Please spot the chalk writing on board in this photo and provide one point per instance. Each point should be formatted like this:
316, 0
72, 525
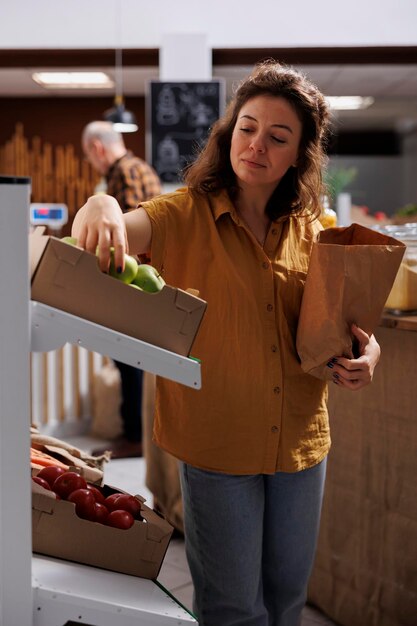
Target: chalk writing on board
180, 115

========

What to work on >> Rescale the listing above by repeating every line, requests included, with each point coordinate in the answers multiplied by 2.55 and rounded to the nearest whole number, halves rounded up. Leave the pictures out of your reply.

Result >>
Please spot the chalk writing on board in this photo and provide one point per instance. Each point should be formatted like this:
316, 0
72, 525
Target: chalk writing on board
459, 293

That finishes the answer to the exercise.